- **DOCUMENT TEXT**
==========

Surf’s up in Kommetjie

Private Property South Africa
Anna-Marie Smith

Waves a-breaking at Long Beach have brought big surf rankings to the little west coast seaside village of Kommetjie.

Otherwise known as the “small basin”, the area features a protected rocky inlet where the inner-Kom provides a tidal pool and fish trap for ocean birds. The outer-Kom, and one of the village’s many claims to fame, is accessed from the classic left-breaking reef point just 200 metres away – and if you don’t understand what that means, the surfers certainly will.

Walking and cycling around this friendly community, which shares a border with the Table Mountain World Heritage Site and Cape Point, just an hour away from Cape Town, highlight its attractions to newcomers who soon fall in with permanent holiday attire and good coffee, food and music.

==========

Saved entries

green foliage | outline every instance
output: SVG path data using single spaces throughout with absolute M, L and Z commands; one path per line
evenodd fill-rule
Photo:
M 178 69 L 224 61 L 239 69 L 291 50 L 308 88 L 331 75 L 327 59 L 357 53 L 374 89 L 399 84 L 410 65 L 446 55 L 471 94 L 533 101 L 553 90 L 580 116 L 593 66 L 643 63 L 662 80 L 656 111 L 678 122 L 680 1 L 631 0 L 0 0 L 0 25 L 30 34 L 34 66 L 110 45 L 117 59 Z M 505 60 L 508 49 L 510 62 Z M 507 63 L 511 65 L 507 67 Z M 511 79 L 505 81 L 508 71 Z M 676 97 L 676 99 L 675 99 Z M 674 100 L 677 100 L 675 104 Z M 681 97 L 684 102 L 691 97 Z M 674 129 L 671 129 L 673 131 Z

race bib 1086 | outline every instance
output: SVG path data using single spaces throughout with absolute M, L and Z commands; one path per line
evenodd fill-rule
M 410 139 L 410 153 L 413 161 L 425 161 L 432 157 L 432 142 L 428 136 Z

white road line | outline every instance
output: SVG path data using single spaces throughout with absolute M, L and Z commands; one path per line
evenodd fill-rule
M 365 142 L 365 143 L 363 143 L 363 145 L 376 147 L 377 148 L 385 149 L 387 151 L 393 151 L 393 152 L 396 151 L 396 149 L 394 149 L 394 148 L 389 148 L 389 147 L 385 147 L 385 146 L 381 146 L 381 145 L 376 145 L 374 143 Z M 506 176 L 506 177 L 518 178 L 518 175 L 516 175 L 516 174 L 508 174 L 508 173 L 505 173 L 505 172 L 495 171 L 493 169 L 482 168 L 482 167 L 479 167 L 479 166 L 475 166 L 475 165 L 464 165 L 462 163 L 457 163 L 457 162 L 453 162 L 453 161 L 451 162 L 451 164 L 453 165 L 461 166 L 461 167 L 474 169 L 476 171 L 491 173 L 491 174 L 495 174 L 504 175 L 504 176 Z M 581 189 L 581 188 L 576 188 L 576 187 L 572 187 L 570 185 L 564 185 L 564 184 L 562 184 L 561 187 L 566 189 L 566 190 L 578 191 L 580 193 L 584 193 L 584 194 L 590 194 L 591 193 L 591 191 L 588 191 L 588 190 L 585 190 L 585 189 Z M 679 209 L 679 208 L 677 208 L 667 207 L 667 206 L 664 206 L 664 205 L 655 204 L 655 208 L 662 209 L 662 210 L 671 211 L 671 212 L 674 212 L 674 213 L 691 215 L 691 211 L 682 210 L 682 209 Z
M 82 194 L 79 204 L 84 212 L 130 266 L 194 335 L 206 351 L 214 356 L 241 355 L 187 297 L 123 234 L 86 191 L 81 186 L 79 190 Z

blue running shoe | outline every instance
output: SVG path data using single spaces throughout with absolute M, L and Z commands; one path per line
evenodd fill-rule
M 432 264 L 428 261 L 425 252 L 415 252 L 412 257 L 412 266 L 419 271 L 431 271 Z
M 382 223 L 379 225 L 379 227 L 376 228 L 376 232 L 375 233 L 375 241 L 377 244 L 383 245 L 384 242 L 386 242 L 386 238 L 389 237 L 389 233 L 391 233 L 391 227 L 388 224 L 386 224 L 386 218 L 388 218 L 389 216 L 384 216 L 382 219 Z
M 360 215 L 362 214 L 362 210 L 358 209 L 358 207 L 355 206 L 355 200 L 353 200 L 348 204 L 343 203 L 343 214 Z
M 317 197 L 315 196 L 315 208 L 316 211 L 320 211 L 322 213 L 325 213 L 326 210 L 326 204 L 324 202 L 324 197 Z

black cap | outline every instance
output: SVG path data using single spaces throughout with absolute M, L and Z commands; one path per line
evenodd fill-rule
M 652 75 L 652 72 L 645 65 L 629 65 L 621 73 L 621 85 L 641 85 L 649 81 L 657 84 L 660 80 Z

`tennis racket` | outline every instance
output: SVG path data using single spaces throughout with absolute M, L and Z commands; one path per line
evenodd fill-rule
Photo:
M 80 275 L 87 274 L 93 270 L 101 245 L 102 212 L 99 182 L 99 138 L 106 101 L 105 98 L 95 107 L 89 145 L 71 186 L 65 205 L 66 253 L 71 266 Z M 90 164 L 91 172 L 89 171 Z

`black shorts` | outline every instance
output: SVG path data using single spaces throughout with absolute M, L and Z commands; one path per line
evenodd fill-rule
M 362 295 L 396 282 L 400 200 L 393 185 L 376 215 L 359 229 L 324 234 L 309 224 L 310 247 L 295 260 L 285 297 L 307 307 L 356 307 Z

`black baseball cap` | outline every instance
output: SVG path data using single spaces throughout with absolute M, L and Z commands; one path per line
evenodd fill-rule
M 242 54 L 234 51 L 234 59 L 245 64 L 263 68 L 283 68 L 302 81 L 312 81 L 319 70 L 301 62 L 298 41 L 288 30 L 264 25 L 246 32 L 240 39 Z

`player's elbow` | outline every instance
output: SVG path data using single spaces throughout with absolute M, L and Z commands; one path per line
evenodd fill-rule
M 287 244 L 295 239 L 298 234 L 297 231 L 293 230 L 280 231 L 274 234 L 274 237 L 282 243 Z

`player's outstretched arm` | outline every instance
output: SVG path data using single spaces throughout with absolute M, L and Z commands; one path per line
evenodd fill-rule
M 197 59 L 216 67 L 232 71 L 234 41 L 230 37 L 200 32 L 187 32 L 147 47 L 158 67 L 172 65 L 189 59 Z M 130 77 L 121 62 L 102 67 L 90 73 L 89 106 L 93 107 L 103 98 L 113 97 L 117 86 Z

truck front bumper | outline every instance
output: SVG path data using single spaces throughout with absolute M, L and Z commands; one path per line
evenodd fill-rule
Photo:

==========

- **PROBLEM 1**
Reproduce the Kommetjie article word for word from "Otherwise known as" up to and including "surfers certainly will.".
- **PROBLEM 2**
In the Kommetjie article, the waves at which beach have brought big surf rankings to the village?
- **PROBLEM 3**
Please write what comes next in the Kommetjie article, picking up after its last sentence.

- **FINAL ANSWER 1**
Otherwise known as the “small basin”, the area features a protected rocky inlet where the inner-Kom provides a tidal pool and fish trap for ocean birds. The outer-Kom, and one of the village’s many claims to fame, is accessed from the classic left-breaking reef point just 200 metres away – and if you don’t understand what that means, the surfers certainly will.

- **FINAL ANSWER 2**
Long Beach

- **FINAL ANSWER 3**
Locals say that the majority of the 3 000-strong Atlantic coast community’s offspring enjoy a carefree lifestyle in the icy Benguela current from a young age. The vested interests of their parents, while centred around Kommetjie’s magazine cover “tubes”, “onions”, and “boilers” (more surfer-speak) provides a small village lifestyle within a close-knit community.


Children enjoy easy access to a quality education at Kommetjie Primary, with Fish Hoek High School and private institutions no further than half an hour away. Many property owners, who chose to opt out of peak hour traffic along Main Road – the only entry and exit point to Kommetjie – say that home office space and off-peak surfing beat a city lifestyle hands down.

Greeff Properties area specialist, Tim Cummins, says that the area is divided into three parts of coastal, mountainside and flat areas. Beach houses are lined up from the Slangkop lighthouse toward Klein Slangkop Private Estate overlooking Chapman’s Peak and Noordhoek. Mountainside houses of generous proportions are situated above the inner- and outer-Koms and toward Capri, whereas the central position under the Milkwoods sits within close proximity of all local amenities.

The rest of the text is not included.